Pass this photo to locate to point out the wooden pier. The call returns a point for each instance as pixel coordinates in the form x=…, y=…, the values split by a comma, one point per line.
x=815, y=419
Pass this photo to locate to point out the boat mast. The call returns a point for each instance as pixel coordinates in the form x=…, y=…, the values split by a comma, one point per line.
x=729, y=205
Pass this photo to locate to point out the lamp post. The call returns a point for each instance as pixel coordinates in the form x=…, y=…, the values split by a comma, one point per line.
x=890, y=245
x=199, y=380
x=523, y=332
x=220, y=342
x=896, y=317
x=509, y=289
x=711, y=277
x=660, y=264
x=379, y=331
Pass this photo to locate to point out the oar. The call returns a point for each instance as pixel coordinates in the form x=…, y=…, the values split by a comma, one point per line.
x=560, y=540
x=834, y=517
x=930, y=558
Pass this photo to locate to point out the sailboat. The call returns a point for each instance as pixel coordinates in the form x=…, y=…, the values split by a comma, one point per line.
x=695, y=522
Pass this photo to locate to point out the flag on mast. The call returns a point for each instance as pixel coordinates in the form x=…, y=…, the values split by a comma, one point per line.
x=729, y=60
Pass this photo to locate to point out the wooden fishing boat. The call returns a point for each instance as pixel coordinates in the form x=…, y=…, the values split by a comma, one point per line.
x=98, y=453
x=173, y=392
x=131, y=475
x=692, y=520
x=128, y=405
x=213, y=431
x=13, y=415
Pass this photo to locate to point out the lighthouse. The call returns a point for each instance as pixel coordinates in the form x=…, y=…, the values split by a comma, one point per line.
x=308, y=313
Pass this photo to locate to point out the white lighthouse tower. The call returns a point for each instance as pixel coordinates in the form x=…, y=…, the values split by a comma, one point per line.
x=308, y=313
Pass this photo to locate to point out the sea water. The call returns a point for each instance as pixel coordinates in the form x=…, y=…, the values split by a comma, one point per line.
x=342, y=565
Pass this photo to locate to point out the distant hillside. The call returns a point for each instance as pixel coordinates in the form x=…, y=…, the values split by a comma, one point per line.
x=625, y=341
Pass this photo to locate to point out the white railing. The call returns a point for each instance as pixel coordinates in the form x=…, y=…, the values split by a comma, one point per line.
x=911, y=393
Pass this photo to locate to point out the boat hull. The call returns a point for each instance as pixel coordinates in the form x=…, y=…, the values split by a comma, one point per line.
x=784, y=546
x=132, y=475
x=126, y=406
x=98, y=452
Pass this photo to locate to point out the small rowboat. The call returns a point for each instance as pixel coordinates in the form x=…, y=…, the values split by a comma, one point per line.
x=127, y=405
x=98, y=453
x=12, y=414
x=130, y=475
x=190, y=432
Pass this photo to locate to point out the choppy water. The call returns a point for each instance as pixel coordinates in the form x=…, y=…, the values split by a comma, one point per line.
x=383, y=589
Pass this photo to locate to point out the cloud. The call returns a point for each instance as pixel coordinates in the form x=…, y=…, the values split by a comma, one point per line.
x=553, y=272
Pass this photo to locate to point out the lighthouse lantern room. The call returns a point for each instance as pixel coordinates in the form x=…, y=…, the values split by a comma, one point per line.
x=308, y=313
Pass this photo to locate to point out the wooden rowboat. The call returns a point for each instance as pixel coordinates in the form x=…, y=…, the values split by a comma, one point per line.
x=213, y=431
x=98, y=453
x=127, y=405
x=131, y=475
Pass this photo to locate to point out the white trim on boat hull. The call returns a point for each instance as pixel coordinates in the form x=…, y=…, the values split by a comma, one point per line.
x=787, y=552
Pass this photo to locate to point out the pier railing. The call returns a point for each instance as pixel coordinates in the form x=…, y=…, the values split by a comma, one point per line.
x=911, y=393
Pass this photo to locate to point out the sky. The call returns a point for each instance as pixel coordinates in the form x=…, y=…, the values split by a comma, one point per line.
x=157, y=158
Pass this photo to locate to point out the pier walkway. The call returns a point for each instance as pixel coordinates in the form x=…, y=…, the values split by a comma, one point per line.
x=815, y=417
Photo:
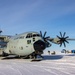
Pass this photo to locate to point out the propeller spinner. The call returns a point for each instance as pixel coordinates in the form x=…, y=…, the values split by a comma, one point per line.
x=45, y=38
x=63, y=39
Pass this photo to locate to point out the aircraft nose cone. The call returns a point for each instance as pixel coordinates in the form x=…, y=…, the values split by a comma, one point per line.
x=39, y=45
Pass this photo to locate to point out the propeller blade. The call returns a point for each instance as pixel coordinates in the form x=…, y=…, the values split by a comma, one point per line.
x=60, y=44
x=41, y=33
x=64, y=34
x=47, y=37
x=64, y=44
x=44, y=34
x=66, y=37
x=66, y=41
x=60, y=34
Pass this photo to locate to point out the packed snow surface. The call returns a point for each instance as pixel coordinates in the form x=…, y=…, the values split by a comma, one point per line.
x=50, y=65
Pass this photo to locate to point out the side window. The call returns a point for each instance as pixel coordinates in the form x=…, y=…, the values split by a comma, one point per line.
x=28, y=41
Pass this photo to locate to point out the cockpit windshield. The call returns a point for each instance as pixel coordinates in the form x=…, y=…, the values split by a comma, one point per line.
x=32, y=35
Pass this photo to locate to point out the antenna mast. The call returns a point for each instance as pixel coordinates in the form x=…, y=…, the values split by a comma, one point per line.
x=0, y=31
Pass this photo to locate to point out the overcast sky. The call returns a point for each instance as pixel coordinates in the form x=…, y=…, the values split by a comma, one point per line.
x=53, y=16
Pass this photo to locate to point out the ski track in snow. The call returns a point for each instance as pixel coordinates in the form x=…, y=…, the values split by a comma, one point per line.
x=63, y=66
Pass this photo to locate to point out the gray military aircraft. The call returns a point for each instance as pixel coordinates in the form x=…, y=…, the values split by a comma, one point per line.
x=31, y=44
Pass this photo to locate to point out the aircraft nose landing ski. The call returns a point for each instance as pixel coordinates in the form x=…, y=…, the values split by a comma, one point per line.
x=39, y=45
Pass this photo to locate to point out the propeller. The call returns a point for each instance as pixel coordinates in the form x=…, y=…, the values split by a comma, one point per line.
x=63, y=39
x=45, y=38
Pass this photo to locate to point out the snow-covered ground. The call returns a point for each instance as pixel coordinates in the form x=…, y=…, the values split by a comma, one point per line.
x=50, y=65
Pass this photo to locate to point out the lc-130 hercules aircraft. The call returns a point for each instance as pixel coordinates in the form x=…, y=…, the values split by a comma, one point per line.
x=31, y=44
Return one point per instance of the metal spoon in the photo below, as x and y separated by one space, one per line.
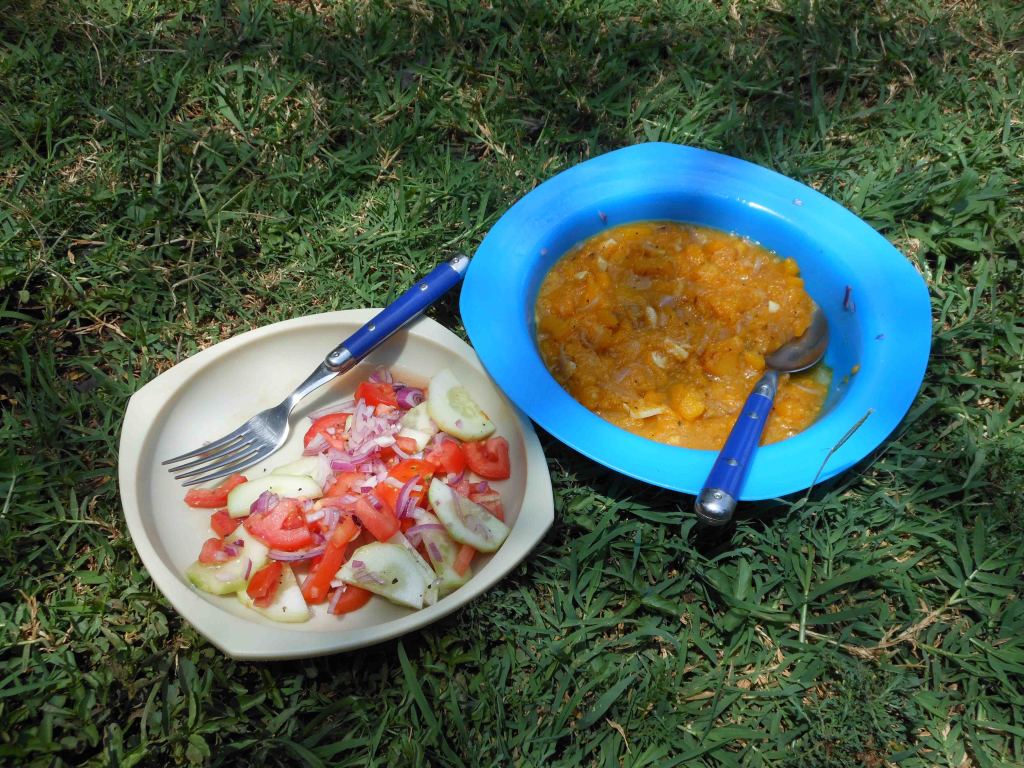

- - - -

Action item:
Exactly as written, print each entry, leaving all pictures out.

Written solution:
Pass this photo to locate to point out the wooden pier. The call returns a point for each instance as pixel coordinates in the form x=…, y=…, the values split by a comma, one point per line.
x=815, y=419
Pass this photo to locate to point out the boat mast. The call returns a point for each instance as pixel coordinates in the form x=…, y=…, the values split by a comma, one point per line.
x=729, y=205
Pass this photo to locate to point out the lamp post. The call returns a point for each instance as pixel coordinates in the form x=…, y=…, the values split by a comma, one point per line.
x=890, y=245
x=199, y=380
x=523, y=332
x=220, y=342
x=896, y=317
x=509, y=289
x=711, y=277
x=660, y=264
x=379, y=331
Pass this photo to locate to point out the oar. The call returns a point for each instance as pixel coordinates in the form x=…, y=…, the values split by a comma, one point per line.
x=560, y=540
x=834, y=517
x=930, y=558
Pass this photo to locate to point out the sailboat. The call returns a point for each instance as pixel coordinates in the form x=…, y=…, the values split by a comma, one point per line.
x=695, y=522
Pass this photo to locate to point out the flag on mast. The call returns a point for each instance as pixel coordinates in the form x=…, y=…, the values split by a comma, one point per line.
x=729, y=60
Pass this photo to locate to point out the wooden fishing boat. The call returns a point for each instance as pixel coordinates in the form x=…, y=…, the values split by a comma, one point per line.
x=98, y=453
x=173, y=392
x=131, y=475
x=692, y=520
x=128, y=405
x=213, y=431
x=13, y=415
Pass this photo to locate to point out the lighthouse. The call returns a point for each instance as pixel coordinates in the form x=…, y=…, the values split by a comma, one point per line.
x=308, y=313
Pass this photo to locate to point out the white lighthouse tower. The call returns a point for each instance as pixel coordinates in the form x=…, y=…, the values split by a comma, one point per line.
x=308, y=313
Pass this photo to locate to point out the sea water. The call returns a point for each instance as pixel coordinates in the form x=…, y=…, the values split by a comma, one point per line.
x=342, y=565
Pass this photo to locate to point out the distant hillside. The call returns a point for each instance as pixel coordinates in the form x=…, y=…, the values split by a comma, one point per line.
x=625, y=341
Pass this photo to locate to point out the white railing. The call returns a point for each instance as pixel coordinates in the form x=…, y=…, the values split by a comma, one point per line.
x=911, y=393
Pass this photo to locate to point out the boat hull. The call returns a point for each instance as pixel coordinates in the form x=…, y=…, the values split by a comma, one point per line.
x=784, y=546
x=132, y=475
x=126, y=406
x=98, y=452
Pass this photo to locate to point out the small rowboat. The call returns a point for each instance as pixel coordinates in the form x=…, y=…, the values split by a comma, one point per line.
x=127, y=405
x=98, y=453
x=12, y=414
x=130, y=475
x=190, y=432
Pass this photo to locate to point out the choppy water. The call returns a point for each instance as pixel coordinates in the form x=…, y=…, the values split by a comma, one point per line.
x=383, y=589
Pass this photo to locate to point out the cloud. The call returns a point for each instance as pixel coordinates in the form x=…, y=…, the values split by a comma, one point per line.
x=553, y=272
Pass this photo to locate to point out the lighthouse lantern room. The call returns a point for each instance as pixel coordinates in the form x=…, y=…, the values split by a comma, one point per line.
x=308, y=313
Pass this photo to locate to point out the wooden rowboat. The call returns a point for each instance as pixel coordinates in the form x=…, y=…, the values split by a comma, one point per line.
x=213, y=431
x=98, y=453
x=127, y=405
x=131, y=475
Pass this photo to locate to point out the white trim on boat hull. The call returns a point for each instance as pixel coordinates in the form x=…, y=…, the values split by a comma, one point per line.
x=787, y=552
Pass this photo to locate to point out the pier railing. The call returns a point for each instance as pixel coordinates in the form x=…, y=…, the values split by a comma, one point per line.
x=911, y=393
Pass this photo to locate to point out the sky. The call returns a point for each instance as pixel coordinates in the form x=…, y=…, the values split by a comma, one point per line.
x=157, y=158
Pass this photo to locate to point out the pier walkway. The call returns a point for each instance as pixel coordinates in the form x=…, y=…, the values split by a comma, one point per line.
x=815, y=417
Photo:
Pass this photo to locate to point out the propeller spinner. The call returns a point for each instance as pixel coordinates in the form x=…, y=…, the values split by a comma, one point per line.
x=45, y=38
x=63, y=39
Pass this photo to locate to point out the aircraft nose cone. The call returns a point for each instance as pixel coordinates in the form x=…, y=…, the values split by a comma, one point per line.
x=39, y=45
Pass this photo to locate to point out the propeller blade. The call returns a point for each instance as pixel coordinates in the form x=…, y=…, the values split by a comma, one point per line.
x=60, y=44
x=41, y=33
x=64, y=34
x=47, y=37
x=64, y=44
x=44, y=34
x=66, y=37
x=66, y=41
x=60, y=34
Pass this photo to locate to point out the packed snow surface. The call returns a point for each instance as pixel coordinates in the form x=…, y=…, the values split by a comma, one point per line.
x=50, y=65
Pass this photo to locate to point out the side window. The call returns a point for each instance as pixel coordinates in the form x=…, y=…, the values split by a comma, one point per line.
x=28, y=41
Pass this photo to locate to point out the cockpit windshield. The call returns a point for each instance as pixel coordinates in the form x=…, y=…, the values split by a comma, one point per line.
x=32, y=35
Pass this photo to locate to point out the antenna mast. The call returns a point for each instance as pixel coordinates in the form x=…, y=…, the values split by a comma, one point per line.
x=0, y=31
Pass this photo to locate to point out the overcast sky. The call returns a point for each instance as pixel coordinates in the form x=…, y=…, the values split by a comma, one point per line.
x=53, y=16
Pass this photo to locate to point out the ski track in snow. The call returns a point for each instance as pixel coordinates in the form x=…, y=…, the values split by a comma, one point per line.
x=63, y=66
Pass this photo to locate to point out the gray military aircraft. The call returns a point for each instance as pixel coordinates in the form x=…, y=…, the values split by a comma, one point per line.
x=31, y=44
Pass this photo to locate to point out the aircraft nose landing ski. The call returns a point for each instance as pixel coordinates in the form x=…, y=…, the values split by a comma, one point per line.
x=39, y=45
Pass this photo to locate to point out the propeller. The call returns a point for each instance as pixel coordinates in the form x=…, y=…, the values split by a comma, one point per line.
x=63, y=39
x=45, y=38
Pass this photo to locate to point out the snow-covered ground. The call returns a point for each instance as pixel coordinates in the form x=…, y=…, the values split by a comma, one point per line.
x=50, y=65
Pass this photo to locate to point out the lc-130 hercules aircraft. The call returns a point for each instance as pixel coordinates in the form x=…, y=…, the values split by a comma, one point per line.
x=31, y=44
Return one point per instance of the metal spoon in the photo below, as x and y separated by one space, one per line.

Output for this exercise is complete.